Given instruction >>
Extend the passage on nuclear reactor core design, picking up after its final sentence.

Extract >>
- - -

The recent NASA/BWXT design is depicted in Figure 3(g) with the progression from the smallest to largest part from left to right in the figure. Each fuel element is cylindrical with round flow channels and is surrounded by an insulator. The flow channels in each element are arranged in cylindrical clusters in CANDU reactors (i.e., one central hole and six flow channels placed on a circle around the center with 12 flow channels placed on a larger circle surrounding those, etc.). The fuel elements are wrapped with structural support and then placed in holes bored through the monolithic core structure, as observed in the second picture from the right in Figure 3(g). The monolithic core structure is made up of a metal hydride moderator. The fuel elements in the monolith are arranged in a cylindrical cluster, just as the coolant channels are arranged in the fuel element.

The core geometry can be distinguished by the structural support concept for the fuel elements. In the NERVA designs, a tie tube is connected to the six fuel assemblies around it, and a spring keeps the fuel elements in tension to avoid damage to the core structure by flow-induced vibrations and support the core against the axial pressure drop [47]. The tie tubes are connected to a support plate located at the cold end of the core. Additional axial support is provided by pedestals in some reactors (e.g., PEWEE) [17].

In contrast to the tie tube design, the more recent NASA/BWXT design uses a monolith concept, as described in Ref. [46] and shown in Figure 3(d). The monolithic core structure is made up of the metal hydride moderator and has borings that contain the fuel assemblies. The fuel elements are wrapped with insulator and structural support. The structural support is fastened to a support plate at the cold end of the core. Additional axial support at the cold end may be included in the design as well.

- - -

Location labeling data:
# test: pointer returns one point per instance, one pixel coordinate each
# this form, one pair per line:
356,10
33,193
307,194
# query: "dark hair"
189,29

- - -

Answer to this exercise >>
Finally, the KANUTER design, as shown in Figure 3(f), arranges beryllium spacers between the integrated fuel assemblies. In contrast to the NASA/BWXT design, the integrated fuel assemblies contain a moderator where the core support structure is strongly moderating.

Reactors can also be classified by how the moderator and fuel are arranged. If the fuel and moderator are spatially separated, the reactor is heterogeneous; if the fuel and moderator are mixed, then the reactor is homogeneous. For this distinction, spatially separated means that there is sufficient distance on the order of a mean free path between the fuel and the moderator. Heterogeneous cores offer an advantage in reactivity over spatially homogeneous cores; the effect is sometimes referred to as fuel lumping. If the moderator is spatially separated from the fuel, then moderation happens away from the fuel, reducing the likelihood of resonance absorption during the slowing down process [48].

To the knowledge of the authors, the only truly homogeneous cores were early NERVA designs before PEWEE 1. In these designs, the moderator was the graphite matrix containing the fuel particles. Starting from PEWEE 1, the tie tubes were equipped with ZrH sleeves adding additional moderation to the system and making these designs essentially mixed moderation cores [17]. The Russian cores and KANUTER are mixed moderation cores due to the presence of graphite in the fuel compact (i.e., the homogeneous portion) and an additional moderator either in the fuel assembly or the structural components surrounding them. The recent NASA/BWXT design is a heterogeneous core because the only significant amount of moderator is in the monolith outside of the fuel assemblies. Fast reactors do not fall into this classification because they do not contain a moderator.

The following section discusses a small selection of representative NTP reactor concepts and provides more detail on each design.

3.4 Reactor concepts

PEWEE-1 is a demonstration reactor tested in the NERVA program in 1968 toward the end of the program. It is a small reactor when compared with the preceding Phoebus tests with power reduced from 4000 MW in the Phoebus-A design to about 500 MW [17]. To offset the increased leakage from the smaller core size, ZrH sleeves were inserted into the standard tie-tube concept of the NERVA program; the tie-tube ratio (TTR)² was increased and the reflector thickness was increased. The main objective of PEWEE-1 was to serve as a test bed for fuel elements and no attempt was made to maximize the outlet temperature [17]. Despite these differences to other tests within the NERVA project, PEWEE-1 is a good example of the technology used and resulting observed performance during NERVA.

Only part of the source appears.